WHAT TO PRODUCE:
Every line holding the word "jacket" should be copied from the material.

*** Opening of SUPPLIED INFORMATION ***

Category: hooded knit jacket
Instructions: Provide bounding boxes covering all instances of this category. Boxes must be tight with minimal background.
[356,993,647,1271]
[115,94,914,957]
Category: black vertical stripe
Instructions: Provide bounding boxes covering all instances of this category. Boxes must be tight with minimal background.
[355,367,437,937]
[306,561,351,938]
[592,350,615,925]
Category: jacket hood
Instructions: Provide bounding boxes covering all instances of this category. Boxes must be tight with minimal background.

*** Close of SUPPLIED INFORMATION ***

RESPONSE:
Category: hooded knit jacket
Category: jacket hood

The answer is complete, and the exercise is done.